I think this webpage helps: http://7e.devbio.com/article.php?id=162 and by "helps" I of course mean "makes it more complicated to answer, but that should be a given since life is pretty complicated in general."

(This article explains that the answer depends on what kind of scientist you're talking to.)

While I agree with your sentiment, your arguement does not really apply to the stem cell debate.

Yes the process takes time but the second a sperm fuses with the egg the process begins -- without the sperm fusing the process goes nowhere. Sure there are several other steps beyond that but that's meaningless for most pro-lifers. For most of them, once Man stuff and Woman stuff joins that's life. Sure more things happen and things can go wrong but I'm sure their answer would be "after that it's in gods hands" or somesuch.

They would rather the fertilized eggs stay frozen until either they are adopted or they die on their own because once god makes life it's up to god to kill it (well unless you're seen as an bad person than the "respect for life" gloves are off).

Colin: I think if you re-read my post, you'll note that there are more than one stages to the "second the sperm fuses with the egg." My point is that there is no one indivisible moment. And with new reproductive technologies, we are becoming able to tease the different stages apart. There simply is no one identifiable boundary to cross.

Except that this is "Man stuff and Woman stuff" joining purely through human technology, and everything would just fizzle out in that dish if more tech wasn't used.

I've got a lot more respect for those who are against the whole process. All this stuff about not destroying life to save life: IVF creates life by "destroying" it, so there shouldn't, it would appear, be any justification for it. Most of those screaming about using blasocytes to create stemcells for research sound like they'd forbid the parents of a dead child to donate its organs.

You're perfectly right: life is a process, and it is very dificult to assign a "moment" where life begins. But then again, so what? There has to be a boundary set in stone; You can't go any farther than this. The law depends on it. And wouldn't you rather that it erred on the side of saving a life? I mean, would you allow a child in front of you to be picked up and thrown against a wall? Well, why not protect it a little earlier?
And so, go back far enough to make sure that you are not killing a child. It's the safest way.
Besideds, it's not like this is the only source of stem cells for research. Heck, why not use some other animal?
(I'm sure they use some, but why not more?)

* Work order 1: Can you repeat, word for word, the part of the stem cell discussion that opens with the words containing "I've got a lot" and closes with "a little earlier?"?
* Work order 2: How would you carry on the stem cell discussion, picking up right after its last sentence?
You won't need the entries for this.

* Provided information:
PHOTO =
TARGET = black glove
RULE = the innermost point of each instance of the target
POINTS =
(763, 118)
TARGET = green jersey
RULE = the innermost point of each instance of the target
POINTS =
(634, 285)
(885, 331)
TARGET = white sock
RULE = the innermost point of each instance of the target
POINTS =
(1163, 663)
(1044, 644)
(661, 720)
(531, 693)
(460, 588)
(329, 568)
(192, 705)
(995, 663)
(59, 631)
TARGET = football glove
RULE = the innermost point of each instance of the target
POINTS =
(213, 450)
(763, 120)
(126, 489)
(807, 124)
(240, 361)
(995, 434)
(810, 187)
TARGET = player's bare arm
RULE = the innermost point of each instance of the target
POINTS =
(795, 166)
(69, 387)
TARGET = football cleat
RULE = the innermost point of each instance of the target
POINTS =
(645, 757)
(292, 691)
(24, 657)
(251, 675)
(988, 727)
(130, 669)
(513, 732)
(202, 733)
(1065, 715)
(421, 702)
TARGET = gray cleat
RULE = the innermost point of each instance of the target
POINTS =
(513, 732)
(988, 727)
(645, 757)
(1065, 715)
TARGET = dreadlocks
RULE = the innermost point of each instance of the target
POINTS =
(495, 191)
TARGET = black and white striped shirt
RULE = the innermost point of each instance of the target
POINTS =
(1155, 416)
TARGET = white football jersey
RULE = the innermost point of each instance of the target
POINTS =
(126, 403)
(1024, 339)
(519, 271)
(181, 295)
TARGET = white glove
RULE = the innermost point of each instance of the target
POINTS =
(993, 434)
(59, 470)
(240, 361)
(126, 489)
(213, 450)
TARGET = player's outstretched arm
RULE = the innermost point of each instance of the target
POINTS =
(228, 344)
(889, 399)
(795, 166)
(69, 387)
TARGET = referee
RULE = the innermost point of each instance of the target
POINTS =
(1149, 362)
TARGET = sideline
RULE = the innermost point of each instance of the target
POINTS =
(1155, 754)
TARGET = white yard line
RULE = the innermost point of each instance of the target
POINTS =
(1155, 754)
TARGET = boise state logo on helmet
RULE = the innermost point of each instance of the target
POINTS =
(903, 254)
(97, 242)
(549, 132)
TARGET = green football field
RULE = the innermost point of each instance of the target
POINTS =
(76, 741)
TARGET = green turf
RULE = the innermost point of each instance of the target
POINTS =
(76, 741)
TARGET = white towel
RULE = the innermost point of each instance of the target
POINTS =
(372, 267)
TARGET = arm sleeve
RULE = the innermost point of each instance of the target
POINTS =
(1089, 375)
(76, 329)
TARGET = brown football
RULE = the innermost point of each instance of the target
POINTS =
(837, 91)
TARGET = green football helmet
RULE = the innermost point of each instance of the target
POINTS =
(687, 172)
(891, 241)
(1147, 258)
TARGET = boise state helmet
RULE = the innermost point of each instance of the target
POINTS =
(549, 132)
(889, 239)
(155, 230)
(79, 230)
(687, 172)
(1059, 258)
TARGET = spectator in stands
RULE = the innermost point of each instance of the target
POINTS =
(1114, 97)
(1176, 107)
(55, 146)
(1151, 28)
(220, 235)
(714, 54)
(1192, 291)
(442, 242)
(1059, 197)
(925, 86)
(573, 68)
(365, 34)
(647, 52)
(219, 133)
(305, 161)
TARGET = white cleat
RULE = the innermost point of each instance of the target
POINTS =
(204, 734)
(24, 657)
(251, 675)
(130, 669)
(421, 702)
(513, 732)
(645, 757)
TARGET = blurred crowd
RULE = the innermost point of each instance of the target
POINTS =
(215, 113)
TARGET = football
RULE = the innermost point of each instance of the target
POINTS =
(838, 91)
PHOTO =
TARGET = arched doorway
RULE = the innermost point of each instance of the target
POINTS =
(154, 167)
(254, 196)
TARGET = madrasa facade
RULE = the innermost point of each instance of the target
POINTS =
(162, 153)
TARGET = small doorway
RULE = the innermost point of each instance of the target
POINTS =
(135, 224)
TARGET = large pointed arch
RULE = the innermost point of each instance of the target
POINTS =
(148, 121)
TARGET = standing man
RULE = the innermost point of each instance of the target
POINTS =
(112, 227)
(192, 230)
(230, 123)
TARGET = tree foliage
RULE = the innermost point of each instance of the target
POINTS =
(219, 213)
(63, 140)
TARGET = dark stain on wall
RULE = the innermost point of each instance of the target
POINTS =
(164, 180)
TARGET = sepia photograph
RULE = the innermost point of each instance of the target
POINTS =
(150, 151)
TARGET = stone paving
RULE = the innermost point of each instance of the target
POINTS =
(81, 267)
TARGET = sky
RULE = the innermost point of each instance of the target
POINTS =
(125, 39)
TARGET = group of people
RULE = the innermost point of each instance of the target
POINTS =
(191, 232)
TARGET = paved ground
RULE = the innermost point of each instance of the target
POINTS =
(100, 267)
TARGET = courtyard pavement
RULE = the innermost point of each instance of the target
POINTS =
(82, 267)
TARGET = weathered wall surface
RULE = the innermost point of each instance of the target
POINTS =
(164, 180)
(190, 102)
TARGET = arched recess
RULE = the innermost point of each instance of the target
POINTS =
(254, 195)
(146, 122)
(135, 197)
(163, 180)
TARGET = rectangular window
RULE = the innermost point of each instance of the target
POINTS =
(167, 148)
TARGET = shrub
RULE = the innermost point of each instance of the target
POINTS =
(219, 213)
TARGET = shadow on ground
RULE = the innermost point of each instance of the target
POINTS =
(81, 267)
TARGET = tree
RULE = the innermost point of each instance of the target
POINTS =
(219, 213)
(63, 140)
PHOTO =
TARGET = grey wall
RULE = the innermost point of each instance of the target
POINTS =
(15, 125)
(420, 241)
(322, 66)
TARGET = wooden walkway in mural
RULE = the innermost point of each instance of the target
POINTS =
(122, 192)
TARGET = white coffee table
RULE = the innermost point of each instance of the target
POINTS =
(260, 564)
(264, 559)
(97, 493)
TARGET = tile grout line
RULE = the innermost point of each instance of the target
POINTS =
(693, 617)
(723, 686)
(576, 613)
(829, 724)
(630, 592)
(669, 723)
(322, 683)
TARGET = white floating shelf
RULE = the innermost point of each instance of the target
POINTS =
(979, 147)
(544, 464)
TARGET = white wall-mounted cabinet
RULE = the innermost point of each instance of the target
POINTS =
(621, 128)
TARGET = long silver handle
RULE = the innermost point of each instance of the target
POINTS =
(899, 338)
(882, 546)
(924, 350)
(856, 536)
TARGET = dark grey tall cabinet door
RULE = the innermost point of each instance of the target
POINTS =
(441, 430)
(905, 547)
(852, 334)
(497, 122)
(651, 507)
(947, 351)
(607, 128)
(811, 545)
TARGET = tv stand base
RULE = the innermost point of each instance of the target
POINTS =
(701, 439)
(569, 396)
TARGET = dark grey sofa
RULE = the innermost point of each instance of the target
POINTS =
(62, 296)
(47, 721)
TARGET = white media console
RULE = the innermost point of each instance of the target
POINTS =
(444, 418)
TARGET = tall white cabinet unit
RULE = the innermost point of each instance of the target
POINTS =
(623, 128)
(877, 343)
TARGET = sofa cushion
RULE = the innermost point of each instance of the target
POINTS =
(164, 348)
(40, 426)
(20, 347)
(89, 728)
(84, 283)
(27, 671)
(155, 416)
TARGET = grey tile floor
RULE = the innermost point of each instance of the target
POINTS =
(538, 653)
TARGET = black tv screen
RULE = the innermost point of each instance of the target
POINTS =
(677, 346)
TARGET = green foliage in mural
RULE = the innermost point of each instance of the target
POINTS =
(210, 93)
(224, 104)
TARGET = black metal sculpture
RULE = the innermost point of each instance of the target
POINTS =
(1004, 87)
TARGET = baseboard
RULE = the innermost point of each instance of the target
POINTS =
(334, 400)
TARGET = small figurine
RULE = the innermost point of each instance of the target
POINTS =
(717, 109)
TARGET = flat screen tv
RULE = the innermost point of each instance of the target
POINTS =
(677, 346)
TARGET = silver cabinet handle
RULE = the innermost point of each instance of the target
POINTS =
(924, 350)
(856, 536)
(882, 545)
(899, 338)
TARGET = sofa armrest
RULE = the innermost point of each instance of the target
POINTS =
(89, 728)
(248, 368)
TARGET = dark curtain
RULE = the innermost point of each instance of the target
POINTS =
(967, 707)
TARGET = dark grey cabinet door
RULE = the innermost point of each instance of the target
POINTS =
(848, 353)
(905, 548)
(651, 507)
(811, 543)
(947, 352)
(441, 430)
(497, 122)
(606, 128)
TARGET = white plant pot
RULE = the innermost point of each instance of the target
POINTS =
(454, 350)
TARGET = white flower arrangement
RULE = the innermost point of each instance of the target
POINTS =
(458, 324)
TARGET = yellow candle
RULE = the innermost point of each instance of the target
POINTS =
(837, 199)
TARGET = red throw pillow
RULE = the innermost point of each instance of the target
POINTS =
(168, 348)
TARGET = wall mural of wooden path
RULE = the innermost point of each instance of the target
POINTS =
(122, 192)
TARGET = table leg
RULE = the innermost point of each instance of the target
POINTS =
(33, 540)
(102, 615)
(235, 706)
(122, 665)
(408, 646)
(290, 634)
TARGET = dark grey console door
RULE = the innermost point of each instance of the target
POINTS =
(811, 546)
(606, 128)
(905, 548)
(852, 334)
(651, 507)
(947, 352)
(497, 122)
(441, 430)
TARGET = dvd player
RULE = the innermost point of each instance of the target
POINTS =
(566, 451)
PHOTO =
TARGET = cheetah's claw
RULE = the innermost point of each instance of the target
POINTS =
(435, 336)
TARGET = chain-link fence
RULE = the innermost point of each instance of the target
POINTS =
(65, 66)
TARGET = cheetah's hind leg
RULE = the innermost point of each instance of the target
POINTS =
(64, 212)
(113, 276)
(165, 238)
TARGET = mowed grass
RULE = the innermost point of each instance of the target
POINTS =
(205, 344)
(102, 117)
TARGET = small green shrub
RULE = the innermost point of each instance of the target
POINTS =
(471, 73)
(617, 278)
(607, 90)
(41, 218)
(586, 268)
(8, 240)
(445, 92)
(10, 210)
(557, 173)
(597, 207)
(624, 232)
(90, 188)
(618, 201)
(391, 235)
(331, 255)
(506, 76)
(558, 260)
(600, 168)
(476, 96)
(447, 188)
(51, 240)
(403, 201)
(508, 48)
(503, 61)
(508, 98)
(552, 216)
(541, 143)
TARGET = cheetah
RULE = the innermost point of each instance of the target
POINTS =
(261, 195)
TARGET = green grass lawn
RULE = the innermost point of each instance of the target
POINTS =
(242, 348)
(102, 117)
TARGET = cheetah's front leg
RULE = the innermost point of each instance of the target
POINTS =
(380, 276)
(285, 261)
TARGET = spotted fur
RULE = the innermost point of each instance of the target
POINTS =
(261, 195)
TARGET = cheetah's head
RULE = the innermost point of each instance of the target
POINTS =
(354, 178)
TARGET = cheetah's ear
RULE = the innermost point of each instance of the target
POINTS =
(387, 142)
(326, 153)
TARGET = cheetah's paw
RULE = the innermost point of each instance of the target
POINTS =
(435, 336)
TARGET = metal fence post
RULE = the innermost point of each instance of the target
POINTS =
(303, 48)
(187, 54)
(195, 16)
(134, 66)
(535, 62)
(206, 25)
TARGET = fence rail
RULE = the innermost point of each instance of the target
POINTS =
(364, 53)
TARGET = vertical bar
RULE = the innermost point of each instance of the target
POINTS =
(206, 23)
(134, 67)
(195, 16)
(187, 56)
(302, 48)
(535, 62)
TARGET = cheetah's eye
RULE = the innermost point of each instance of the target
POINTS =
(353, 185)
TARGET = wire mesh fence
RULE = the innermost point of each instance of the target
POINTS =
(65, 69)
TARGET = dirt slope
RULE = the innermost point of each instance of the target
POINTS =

* Expected answer 1:
I've got a lot more respect for those who are against the whole process. All this stuff about not destroying life to save life: IVF creates life by "destroying" it, so there shouldn't, it would appear, be any justification for it. Most of those screaming about using blasocytes to create stemcells for research sound like they'd forbid the parents of a dead child to donate its organs.

You're perfectly right: life is a process, and it is very dificult to assign a "moment" where life begins. But then again, so what? There has to be a boundary set in stone; You can't go any farther than this. The law depends on it. And wouldn't you rather that it erred on the side of saving a life? I mean, would you allow a child in front of you to be picked up and thrown against a wall? Well, why not protect it a little earlier?

* Expected answer 2:
By Mark Smith (not verified) on 31 Jul 2006 #permalink

Thanks for that explanation!! It's neat to know how it works. It's also good to know how it doesn't work (doesn't kill a fertilized egg; it prevents conception). I think a good way to put it might be that, on a reproductive level, this is the chemical equivalent of a condom. (As always, STDs are another thing of course.)

James, sorry for being a few years late, but I just stumbled across this now via a Google search.

Allow me to make a few points:

- first, our politicians (and communities) get to make decisions about what to spend tax dollars on. Commenting on the moral framework they try to peg such decsions on is of course also fair game.

- second, you`ve missed a couple interesting aspects of the discussion of what it means to be a "human being" for moral and legal purposes.

-- there is the curious case of human chimera, along a scale from individuals who are carrying around pieces of a twin (usually fraternal) partially absorbed in utero, to individuals for whom it is difficult to determine gender because they are mixture of two differently gendered embryos, to complete chimera, who represent a heterogeneous fusion of two non-identical embryos.

-- we tend to forget that when we are talking about "us" we are talking only about our diploid phase, and that sperm and eggs are not part of any person, but each distinct biological entities, though haploid. There are still plenty of other species (relatively simply plants, etc.) which an observer can rummage about in nature and find both the diploid and the haploid versions, happily living completely separate existences. We might discriminate against them because they are not diploid, but our haploid cousins are very much human.